Reproduce verbatim the section of the passage on property loan refinancing from "At his presentation, Harris" to "plug the gap.".
──────── Passage provided ────────
Banks are supporting clients wherever they can, not least because most of their business is currently refinancing rather than writing loans for acquisitions. May’s Bayes UK survey recorded a record high proportion of refinancings, at 65% of the £48.6 bn of new lending last year. Gow says this chimes exactly with the split in CBRE’s debt advisory business, where 60%-65% of its work has been refinancing, about 25% development loan advisory and only a little working on acquisition loans.

At his presentation, Harris said loan volume remaining due this year is down significantly because many investors sought to refinance debt falling due in 2023, early. Bayes notes that borrowers that could, also extended loans out to 2024. 

Where borrowers can cure breaches, banks are often keen to ‘amend and extend’. On one refinancing of a maturing loan against a UK retail park, the two German bank lenders want to continue as senior lenders if the LTV can be paid down from 60% to 50%-55% and CBRE says the borrower client has ‘a multitude’ of mezzanine options to choose from to plug the gap.

Non-bank lenders
However, UK banks in particular can be restricted by capital risk weighting requirements; Bayes found around half the refinancings in 2022 involved a change of lender, which is well above the norm. European banks generally are not taking on large bilateral loans, anything over €100 mln, and the market is back to the days of clubs.

Harris and Gow point out that this is an opportunity, especially for non-bank lenders, whose market share in the UK has crept up to 31% of all origination and a startling 61% of development finance, according to Bayes. Gow is working on a residential deal with an insurance company lender comfortable to write a bilateral ticket for a residential refinancing at 55% LTV and a cheaper rate with a volume that could eventually be expanded to £250 mln. M&G Investments has written some big bilateral loans, such as the £200 mln refinancing of the maturing loan in CMBS bond ‘Ribbon’ in January for Vivion, secured on a hotel portfolio. With bond markets closed, there are more refinancing opportunities for the private market.
──────── Data entries ────────
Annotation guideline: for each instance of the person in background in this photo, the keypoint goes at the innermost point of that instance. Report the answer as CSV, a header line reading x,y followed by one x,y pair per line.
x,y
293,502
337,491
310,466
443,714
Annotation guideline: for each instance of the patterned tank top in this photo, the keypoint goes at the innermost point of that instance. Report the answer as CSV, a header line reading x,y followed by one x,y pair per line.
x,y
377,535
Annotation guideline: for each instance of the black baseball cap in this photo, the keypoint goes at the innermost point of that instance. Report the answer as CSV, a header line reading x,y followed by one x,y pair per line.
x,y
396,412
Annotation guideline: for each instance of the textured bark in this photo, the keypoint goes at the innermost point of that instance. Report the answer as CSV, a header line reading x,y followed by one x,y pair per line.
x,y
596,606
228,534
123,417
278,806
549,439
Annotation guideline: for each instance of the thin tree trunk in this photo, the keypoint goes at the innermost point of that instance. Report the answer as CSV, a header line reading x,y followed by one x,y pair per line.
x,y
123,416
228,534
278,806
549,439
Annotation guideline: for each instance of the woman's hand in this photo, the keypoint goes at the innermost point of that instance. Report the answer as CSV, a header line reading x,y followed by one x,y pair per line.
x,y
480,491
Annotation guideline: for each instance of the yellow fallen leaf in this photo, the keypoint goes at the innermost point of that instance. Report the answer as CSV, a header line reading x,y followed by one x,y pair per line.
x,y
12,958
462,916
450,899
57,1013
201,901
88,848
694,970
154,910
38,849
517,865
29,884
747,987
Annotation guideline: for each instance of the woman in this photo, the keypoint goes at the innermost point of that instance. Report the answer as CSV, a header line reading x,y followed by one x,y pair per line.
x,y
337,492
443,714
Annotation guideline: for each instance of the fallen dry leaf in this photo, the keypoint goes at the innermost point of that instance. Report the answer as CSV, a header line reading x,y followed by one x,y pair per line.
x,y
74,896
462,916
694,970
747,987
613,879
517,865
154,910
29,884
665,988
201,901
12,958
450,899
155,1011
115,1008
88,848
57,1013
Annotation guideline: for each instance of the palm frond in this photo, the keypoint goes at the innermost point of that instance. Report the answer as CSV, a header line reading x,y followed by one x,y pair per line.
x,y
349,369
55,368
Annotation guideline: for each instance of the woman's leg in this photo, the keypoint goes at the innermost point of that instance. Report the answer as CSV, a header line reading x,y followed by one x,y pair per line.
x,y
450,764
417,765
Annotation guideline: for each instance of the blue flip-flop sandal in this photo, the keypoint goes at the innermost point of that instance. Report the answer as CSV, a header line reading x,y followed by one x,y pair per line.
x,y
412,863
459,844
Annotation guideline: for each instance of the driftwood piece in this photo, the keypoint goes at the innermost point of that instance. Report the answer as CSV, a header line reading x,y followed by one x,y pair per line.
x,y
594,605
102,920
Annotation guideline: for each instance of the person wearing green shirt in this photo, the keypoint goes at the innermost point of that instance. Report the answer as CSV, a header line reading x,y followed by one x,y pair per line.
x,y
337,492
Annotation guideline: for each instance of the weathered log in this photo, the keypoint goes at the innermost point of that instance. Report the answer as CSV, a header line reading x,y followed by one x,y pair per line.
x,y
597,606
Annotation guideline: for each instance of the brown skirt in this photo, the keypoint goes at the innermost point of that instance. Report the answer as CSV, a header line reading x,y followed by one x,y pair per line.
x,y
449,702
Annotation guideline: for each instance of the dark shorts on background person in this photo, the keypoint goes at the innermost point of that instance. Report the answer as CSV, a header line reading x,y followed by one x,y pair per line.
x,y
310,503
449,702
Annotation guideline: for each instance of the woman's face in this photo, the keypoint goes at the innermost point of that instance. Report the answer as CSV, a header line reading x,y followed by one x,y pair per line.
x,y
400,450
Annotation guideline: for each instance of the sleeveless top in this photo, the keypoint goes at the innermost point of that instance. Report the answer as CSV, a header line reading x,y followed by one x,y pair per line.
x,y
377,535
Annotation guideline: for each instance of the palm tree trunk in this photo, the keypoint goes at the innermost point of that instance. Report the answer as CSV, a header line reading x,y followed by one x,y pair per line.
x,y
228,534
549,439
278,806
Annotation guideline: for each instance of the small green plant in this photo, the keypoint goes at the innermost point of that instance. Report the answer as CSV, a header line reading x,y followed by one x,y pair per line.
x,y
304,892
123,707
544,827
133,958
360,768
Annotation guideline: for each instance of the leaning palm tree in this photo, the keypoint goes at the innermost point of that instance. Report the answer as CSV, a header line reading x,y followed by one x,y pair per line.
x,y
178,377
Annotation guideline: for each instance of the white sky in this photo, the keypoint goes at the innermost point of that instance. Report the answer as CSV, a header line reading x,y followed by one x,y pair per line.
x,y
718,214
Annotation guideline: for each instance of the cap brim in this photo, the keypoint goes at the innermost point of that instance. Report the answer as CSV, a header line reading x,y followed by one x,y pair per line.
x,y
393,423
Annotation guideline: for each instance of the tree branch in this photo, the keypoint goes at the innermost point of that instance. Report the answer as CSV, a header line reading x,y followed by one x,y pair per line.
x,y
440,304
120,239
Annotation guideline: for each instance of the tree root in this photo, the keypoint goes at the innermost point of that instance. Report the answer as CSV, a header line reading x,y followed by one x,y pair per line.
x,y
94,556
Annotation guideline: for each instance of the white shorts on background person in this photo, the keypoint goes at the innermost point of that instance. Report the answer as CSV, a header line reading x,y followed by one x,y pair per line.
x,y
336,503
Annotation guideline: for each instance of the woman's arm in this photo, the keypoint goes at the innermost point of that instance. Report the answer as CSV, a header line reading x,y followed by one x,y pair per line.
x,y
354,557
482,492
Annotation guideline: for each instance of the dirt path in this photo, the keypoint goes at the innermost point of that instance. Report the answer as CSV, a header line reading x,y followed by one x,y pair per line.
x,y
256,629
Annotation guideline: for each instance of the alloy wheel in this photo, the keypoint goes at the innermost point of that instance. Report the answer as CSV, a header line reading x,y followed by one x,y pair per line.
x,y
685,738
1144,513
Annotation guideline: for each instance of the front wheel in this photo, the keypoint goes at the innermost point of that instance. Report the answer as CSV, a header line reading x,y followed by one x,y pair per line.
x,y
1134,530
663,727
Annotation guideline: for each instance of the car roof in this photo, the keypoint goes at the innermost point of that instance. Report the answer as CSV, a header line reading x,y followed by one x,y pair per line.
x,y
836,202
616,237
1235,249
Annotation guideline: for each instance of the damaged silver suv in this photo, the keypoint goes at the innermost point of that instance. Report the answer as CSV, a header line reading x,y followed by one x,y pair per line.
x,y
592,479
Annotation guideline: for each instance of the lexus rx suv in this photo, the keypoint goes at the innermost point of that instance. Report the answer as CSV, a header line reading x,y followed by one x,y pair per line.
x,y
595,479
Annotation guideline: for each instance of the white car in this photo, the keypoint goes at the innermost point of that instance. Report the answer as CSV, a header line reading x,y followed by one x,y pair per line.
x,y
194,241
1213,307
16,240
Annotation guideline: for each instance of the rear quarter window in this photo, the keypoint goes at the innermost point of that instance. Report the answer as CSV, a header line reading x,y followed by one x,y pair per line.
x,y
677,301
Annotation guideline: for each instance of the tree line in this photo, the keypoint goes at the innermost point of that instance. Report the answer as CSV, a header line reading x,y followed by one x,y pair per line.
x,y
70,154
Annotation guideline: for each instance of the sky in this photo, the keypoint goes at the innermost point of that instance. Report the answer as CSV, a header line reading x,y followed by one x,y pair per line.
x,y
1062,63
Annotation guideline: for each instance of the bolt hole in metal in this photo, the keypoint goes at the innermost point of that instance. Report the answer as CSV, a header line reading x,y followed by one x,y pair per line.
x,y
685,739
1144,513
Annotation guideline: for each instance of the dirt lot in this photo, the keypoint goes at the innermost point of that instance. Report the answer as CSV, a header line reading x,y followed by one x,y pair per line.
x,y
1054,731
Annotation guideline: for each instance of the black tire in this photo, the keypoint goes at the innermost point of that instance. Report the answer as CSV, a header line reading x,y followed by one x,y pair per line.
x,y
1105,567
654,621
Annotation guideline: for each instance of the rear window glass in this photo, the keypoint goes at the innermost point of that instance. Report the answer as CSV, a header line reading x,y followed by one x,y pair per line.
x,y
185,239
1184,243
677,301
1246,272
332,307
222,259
────────
**Task solution**.
At his presentation, Harris said loan volume remaining due this year is down significantly because many investors sought to refinance debt falling due in 2023, early. Bayes notes that borrowers that could, also extended loans out to 2024. 

Where borrowers can cure breaches, banks are often keen to ‘amend and extend’. On one refinancing of a maturing loan against a UK retail park, the two German bank lenders want to continue as senior lenders if the LTV can be paid down from 60% to 50%-55% and CBRE says the borrower client has ‘a multitude’ of mezzanine options to choose from to plug the gap.